------ Stored records

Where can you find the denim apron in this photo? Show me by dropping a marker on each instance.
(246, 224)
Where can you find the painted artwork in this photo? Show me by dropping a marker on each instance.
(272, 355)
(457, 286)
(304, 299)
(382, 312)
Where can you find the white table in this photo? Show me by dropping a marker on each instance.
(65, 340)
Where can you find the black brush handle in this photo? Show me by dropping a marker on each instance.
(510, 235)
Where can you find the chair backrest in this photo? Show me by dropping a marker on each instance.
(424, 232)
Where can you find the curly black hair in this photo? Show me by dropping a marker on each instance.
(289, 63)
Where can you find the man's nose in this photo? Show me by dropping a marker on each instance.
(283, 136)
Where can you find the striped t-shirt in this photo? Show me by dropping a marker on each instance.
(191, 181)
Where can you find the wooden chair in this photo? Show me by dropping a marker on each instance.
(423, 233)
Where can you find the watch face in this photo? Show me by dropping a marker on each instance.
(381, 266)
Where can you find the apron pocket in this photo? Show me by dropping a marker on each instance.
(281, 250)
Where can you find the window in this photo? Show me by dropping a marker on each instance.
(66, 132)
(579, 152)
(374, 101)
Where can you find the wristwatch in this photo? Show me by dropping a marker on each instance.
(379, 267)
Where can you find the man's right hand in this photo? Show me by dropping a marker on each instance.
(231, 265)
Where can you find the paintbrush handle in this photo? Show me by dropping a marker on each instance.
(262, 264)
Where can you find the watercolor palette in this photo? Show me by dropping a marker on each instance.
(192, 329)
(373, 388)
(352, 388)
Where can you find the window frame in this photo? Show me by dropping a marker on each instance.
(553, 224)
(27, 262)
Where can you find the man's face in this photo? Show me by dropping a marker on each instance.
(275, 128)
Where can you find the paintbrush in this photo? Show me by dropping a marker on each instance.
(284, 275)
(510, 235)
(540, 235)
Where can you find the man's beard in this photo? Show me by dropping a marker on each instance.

------------

### What the exercise asks
Reproduce the listing above exactly from the line containing "Where can you find the white" through its last line, with both of those lines included.

### Final result
Where can you find the white table in this photo? Show me by dropping a marker on each instance.
(65, 340)
Where can you find the black brush handle in this photo? Show me by dropping a marker on each instance.
(510, 235)
Where can you find the chair backrest in this photo? Show me by dropping a marker on each instance.
(424, 232)
Where can you find the curly black hair in this photo? Show me by dropping a marker on each instance.
(289, 63)
Where can you find the man's nose in this photo? Show me by dropping a marker on each instance.
(283, 136)
Where can you find the striped t-shirt in this photo? Show me by dropping a marker on each instance.
(191, 181)
Where can you find the wooden chair in this photo? Show me by dropping a marker on each instance.
(423, 233)
Where can you find the watch face in this photo? Show me by dropping a marker on each instance.
(381, 266)
Where can you find the apron pocket in this photo? Show me by dropping a marker on each instance.
(281, 250)
Where can you find the window in this photo? Show me by dropping a marker on each instance.
(66, 132)
(579, 152)
(374, 101)
Where can you find the wristwatch in this photo? Show me by dropping a marker on each instance.
(379, 267)
Where can you find the man's right hand in this photo? Show me by dropping a marker on each instance.
(231, 265)
Where can you find the paintbrush handle in this photo? Show me by dropping a marker on each instance.
(262, 264)
Where can you find the watercolor palette in this photo? Show me by dropping a marker on each instance.
(192, 329)
(373, 388)
(352, 388)
Where can you find the window frame in this photo? Show me by dropping a marker on each instance.
(553, 224)
(27, 262)
Where can you find the man's face in this photo? Show me by dropping a marker on each instance.
(275, 128)
Where can you find the paintbrush in this photo? Show me by dropping a marker on each instance.
(284, 275)
(510, 235)
(540, 235)
Where can you find the man's beard in this photo? Show me by dropping a marker on each instance.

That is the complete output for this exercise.